> Try it:
When copying the entries below, leave out every picture and keep the rest exact.

(Natural language region descriptions)
BEGIN

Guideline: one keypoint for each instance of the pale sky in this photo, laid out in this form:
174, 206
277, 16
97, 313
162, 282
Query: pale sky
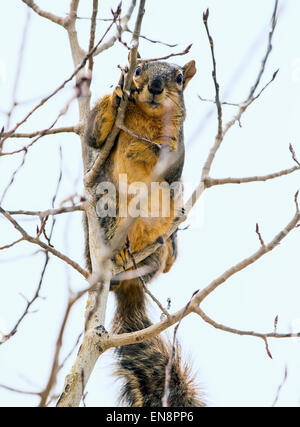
233, 370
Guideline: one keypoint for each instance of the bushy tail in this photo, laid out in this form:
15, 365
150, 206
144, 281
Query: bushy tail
142, 366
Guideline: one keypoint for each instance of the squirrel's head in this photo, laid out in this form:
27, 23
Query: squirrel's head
158, 86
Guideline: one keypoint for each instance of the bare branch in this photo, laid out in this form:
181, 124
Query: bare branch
224, 328
48, 212
184, 52
11, 244
75, 129
122, 26
280, 386
210, 182
214, 76
92, 33
43, 245
48, 15
268, 51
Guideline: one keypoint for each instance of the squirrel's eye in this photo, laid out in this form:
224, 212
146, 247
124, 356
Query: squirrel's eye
138, 71
179, 79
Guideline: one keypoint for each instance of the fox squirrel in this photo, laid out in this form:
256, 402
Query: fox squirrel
154, 118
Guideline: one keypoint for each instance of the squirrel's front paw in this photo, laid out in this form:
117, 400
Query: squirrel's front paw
121, 257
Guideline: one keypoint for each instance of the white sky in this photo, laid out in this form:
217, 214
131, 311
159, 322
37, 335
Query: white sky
235, 371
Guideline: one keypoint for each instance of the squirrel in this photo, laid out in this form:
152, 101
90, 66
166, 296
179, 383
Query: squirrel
154, 119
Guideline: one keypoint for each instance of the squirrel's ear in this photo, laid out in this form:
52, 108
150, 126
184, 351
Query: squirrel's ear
138, 56
189, 70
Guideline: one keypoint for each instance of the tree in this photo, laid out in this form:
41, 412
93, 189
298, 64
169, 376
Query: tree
98, 284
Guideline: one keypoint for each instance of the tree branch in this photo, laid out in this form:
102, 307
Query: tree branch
48, 15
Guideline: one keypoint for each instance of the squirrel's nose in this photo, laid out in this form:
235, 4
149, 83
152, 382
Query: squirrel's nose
156, 86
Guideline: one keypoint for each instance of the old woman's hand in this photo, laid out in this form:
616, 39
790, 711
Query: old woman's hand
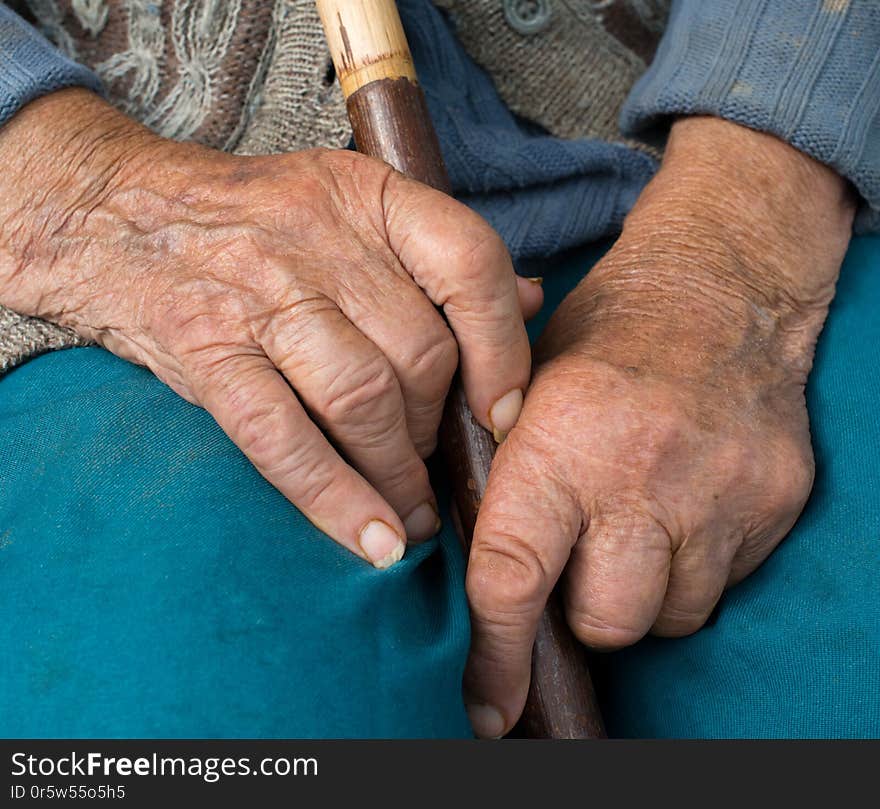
292, 296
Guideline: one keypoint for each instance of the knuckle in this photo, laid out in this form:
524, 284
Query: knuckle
599, 633
433, 365
480, 255
257, 427
506, 579
363, 397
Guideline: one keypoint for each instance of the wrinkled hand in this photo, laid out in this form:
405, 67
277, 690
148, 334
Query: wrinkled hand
288, 295
663, 450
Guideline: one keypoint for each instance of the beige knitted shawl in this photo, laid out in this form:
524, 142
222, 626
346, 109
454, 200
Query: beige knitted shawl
254, 76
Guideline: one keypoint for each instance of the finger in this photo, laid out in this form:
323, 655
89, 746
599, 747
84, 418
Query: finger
258, 411
463, 266
531, 295
419, 346
616, 580
697, 578
353, 393
525, 530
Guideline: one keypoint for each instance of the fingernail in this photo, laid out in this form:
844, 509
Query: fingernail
487, 722
422, 523
504, 414
381, 544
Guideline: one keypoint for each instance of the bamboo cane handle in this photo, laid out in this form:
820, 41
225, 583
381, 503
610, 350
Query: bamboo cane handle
390, 120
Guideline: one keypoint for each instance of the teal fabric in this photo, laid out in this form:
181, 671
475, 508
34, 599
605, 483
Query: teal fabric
152, 584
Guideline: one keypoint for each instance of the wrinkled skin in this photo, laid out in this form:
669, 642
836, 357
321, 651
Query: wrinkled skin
663, 450
236, 279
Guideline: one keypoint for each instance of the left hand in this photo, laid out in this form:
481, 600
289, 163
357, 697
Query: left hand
663, 450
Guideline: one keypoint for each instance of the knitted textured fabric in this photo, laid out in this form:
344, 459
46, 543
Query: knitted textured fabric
544, 78
808, 72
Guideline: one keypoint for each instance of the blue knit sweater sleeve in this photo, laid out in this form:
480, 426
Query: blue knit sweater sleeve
807, 71
30, 66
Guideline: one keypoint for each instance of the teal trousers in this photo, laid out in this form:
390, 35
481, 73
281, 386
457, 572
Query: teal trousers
152, 584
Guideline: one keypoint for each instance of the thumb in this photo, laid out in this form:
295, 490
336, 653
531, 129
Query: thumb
525, 531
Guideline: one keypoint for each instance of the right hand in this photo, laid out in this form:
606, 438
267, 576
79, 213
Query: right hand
291, 296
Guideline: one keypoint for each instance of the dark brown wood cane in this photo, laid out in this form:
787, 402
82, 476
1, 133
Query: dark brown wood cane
390, 120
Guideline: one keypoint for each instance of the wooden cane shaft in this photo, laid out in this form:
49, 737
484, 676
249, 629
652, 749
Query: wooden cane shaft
390, 120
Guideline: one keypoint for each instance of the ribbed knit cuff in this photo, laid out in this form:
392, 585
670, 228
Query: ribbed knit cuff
30, 66
807, 71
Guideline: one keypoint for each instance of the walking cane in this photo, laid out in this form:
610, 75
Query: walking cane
389, 118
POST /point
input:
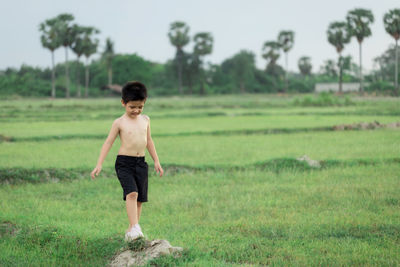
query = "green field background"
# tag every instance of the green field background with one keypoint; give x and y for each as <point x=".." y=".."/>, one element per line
<point x="233" y="193"/>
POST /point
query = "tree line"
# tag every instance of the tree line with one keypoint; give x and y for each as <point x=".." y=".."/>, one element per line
<point x="187" y="72"/>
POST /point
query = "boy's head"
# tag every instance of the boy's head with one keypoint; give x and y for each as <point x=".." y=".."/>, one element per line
<point x="134" y="95"/>
<point x="133" y="91"/>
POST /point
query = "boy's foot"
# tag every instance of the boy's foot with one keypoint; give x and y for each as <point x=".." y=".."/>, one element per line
<point x="133" y="234"/>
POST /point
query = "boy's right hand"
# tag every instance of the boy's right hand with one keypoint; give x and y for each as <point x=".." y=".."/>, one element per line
<point x="95" y="171"/>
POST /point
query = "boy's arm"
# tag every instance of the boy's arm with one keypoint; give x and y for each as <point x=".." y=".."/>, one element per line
<point x="152" y="150"/>
<point x="106" y="147"/>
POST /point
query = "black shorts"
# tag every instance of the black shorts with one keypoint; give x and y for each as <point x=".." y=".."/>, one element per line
<point x="132" y="173"/>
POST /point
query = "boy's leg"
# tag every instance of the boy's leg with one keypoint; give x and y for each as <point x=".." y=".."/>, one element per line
<point x="132" y="209"/>
<point x="139" y="208"/>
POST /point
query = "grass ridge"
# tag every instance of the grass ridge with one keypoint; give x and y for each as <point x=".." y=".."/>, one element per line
<point x="264" y="131"/>
<point x="33" y="175"/>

END

> Output below:
Guideline: one keypoint for each instance of the pale sky in this photo, laid out in this form:
174, 206
277, 16
97, 313
162, 282
Query: pale sky
233, 370
Guideline: one keypoint for each instance of the bushy tail in this photo, laid out in this form:
15, 365
150, 206
144, 281
Query: bushy tail
142, 366
Guideline: one keypoint for each instance of the squirrel's head in this photo, laid out in this form:
27, 23
Query: squirrel's head
158, 86
Guideline: one keypoint for each instance of the bare branch in this photo, laid out in this form:
181, 124
Query: bare branch
224, 328
48, 212
184, 52
11, 244
75, 129
122, 26
280, 386
210, 182
214, 76
92, 33
43, 245
48, 15
268, 51
Guideline: one keypoint for each instance of the squirrel's eye in this photo, laid out in this form:
224, 212
146, 247
124, 356
Query: squirrel's eye
138, 71
179, 79
Guideline: one keypoint for each instance of the fox squirrel in this photo, laid out in this form:
256, 402
Query: fox squirrel
154, 118
Guideline: one keypoint for each instance of the squirrel's front paw in this photo, laid out in this form:
117, 400
Query: squirrel's front paw
121, 257
Guideline: one keypoint for each instance of the white sky in this photo, laid out in this form:
217, 214
131, 311
159, 322
37, 335
Query: white sky
235, 371
Guideline: one keypoint for each instance of the squirrel in this photo, laid out in this form:
152, 101
90, 66
166, 296
179, 383
Query: squirrel
154, 119
Guideline: one keypoint for each instance of the squirrel's ear in this photo, laid out in this form:
52, 108
150, 126
184, 351
Query: squirrel's ear
138, 56
189, 70
Guideline: one keypoint for each instance of the tree in this photo, laid out in this form:
41, 412
93, 189
298, 64
169, 376
Query: tree
98, 284
Guideline: one keypoint for each instance of the tree branch in this photo, laid out in this form:
102, 307
Query: tree branch
48, 15
Guideline: one keypoint for each instance of the squirrel's nose in this photo, laid out in this form:
235, 4
149, 83
152, 382
Query: squirrel's nose
156, 86
Guideline: one keypoint for each instance of the old woman's hand in this photo, laid out in this form:
616, 39
790, 711
Query: old woman's hand
292, 296
Guideline: one keypoint for each instance of the knuckle in this photo, laid out in this form:
524, 284
Query: knuckle
599, 633
433, 365
480, 255
257, 427
506, 579
363, 397
Guideline: one keypoint for each instance of the wrinkled hand in this photo, laid out in this form:
405, 67
277, 690
148, 334
Query: wrinkled hand
288, 295
663, 450
Guideline: one keypoint for each instance of the beige knitted shawl in this photo, laid out in this form:
524, 142
222, 626
346, 109
454, 200
Query: beige knitted shawl
254, 76
Guideline: one keypoint for each instance of the finger in this photo, laid out in this form:
323, 655
89, 746
599, 747
84, 418
Query: finger
258, 411
463, 266
531, 295
419, 346
616, 580
697, 578
353, 393
525, 530
Guideline: one keypoint for each instance of the fingernail in this photo, laid out in this form:
844, 509
Query: fingernail
487, 722
422, 523
504, 414
381, 544
Guideline: one keypoint for each instance of the bamboo cane handle in this photo, laid out in this form:
820, 41
225, 583
381, 503
610, 350
Query: bamboo cane handle
390, 120
Guideline: one keypoint for each instance of the teal fabric in this photo, laid out in this form:
181, 671
475, 508
34, 599
605, 483
Query: teal fabric
152, 584
Guideline: one keypoint for each instance of the wrinkled skin in this photo, laid out in this form:
669, 642
836, 357
321, 651
Query: wrinkled skin
663, 450
236, 279
Guideline: one keypoint for each instance of the left hand in this photo, laid out in this form:
481, 600
289, 163
357, 697
Query: left hand
663, 450
Guideline: one keypoint for each instance of the knitted textured fabric in this photo, laid out in this form:
344, 459
46, 543
Query: knitted textured fabric
544, 78
808, 72
Guideline: one keypoint for each instance of the blue knit sweater sleeve in this photo, laid out in this form:
480, 426
Query: blue knit sweater sleeve
807, 71
30, 66
Guideline: one keypoint for each instance of the teal trousers in this photo, laid out in this form:
390, 35
481, 73
281, 386
457, 572
Query: teal trousers
152, 584
Guideline: one keypoint for each instance of the thumb in this photo, laid out in this form:
295, 490
336, 653
531, 129
Query: thumb
525, 531
Guideline: one keypoint for each instance of the right hand in this photo, laid out in this form:
606, 438
267, 576
79, 213
Query: right hand
291, 296
Guideline: one keypoint for each instance of the dark brown wood cane in this photo, laid out in this form:
787, 402
82, 476
1, 133
Query: dark brown wood cane
390, 120
Guideline: one keypoint for each instance of the wooden cane shaft in this photo, laid out in this form:
49, 737
484, 676
249, 629
652, 749
Query: wooden cane shaft
390, 120
Guideline: one keypoint for each instance of the ribbed knit cuff in this photo, laid out in this form:
392, 585
670, 228
Query: ribbed knit cuff
30, 66
807, 71
Guideline: one keypoint for each instance of the walking cane in this photo, laid out in this form:
610, 75
Query: walking cane
389, 118
POST /point
input:
query = "green field background"
# tag every instance of the green field background with one keypoint; give x and y for each as <point x=".." y=".."/>, one element per line
<point x="233" y="193"/>
POST /point
query = "tree line"
# tag every instance of the tree line with one keypoint; give x and y for each as <point x=".." y=".."/>, one element per line
<point x="187" y="72"/>
POST /point
query = "boy's head"
# tag every instance of the boy's head with one keypoint; give x and y for each as <point x=".." y=".."/>, one element per line
<point x="134" y="95"/>
<point x="133" y="91"/>
POST /point
query = "boy's foot"
# tag every instance of the boy's foot with one keypoint; give x and y for each as <point x=".." y=".."/>, one element per line
<point x="133" y="234"/>
POST /point
query = "boy's right hand"
# tag every instance of the boy's right hand with one keypoint; give x and y for each as <point x=".." y=".."/>, one element per line
<point x="95" y="171"/>
POST /point
query = "boy's arm"
# tag every instance of the boy's arm with one keypoint; give x and y for each as <point x=".." y=".."/>, one element per line
<point x="152" y="150"/>
<point x="106" y="147"/>
POST /point
query = "black shorts"
# tag every instance of the black shorts with one keypoint; give x and y for each as <point x=".." y=".."/>, one element per line
<point x="132" y="173"/>
POST /point
query = "boy's leg"
# tag every instance of the boy's leg with one keypoint; give x and y for each as <point x=".." y=".."/>, one element per line
<point x="132" y="209"/>
<point x="139" y="208"/>
POST /point
query = "grass ridge"
# tag every instance of the grass ridge with one keypoint; give x and y for each as <point x=".." y=".."/>, one element per line
<point x="264" y="131"/>
<point x="33" y="175"/>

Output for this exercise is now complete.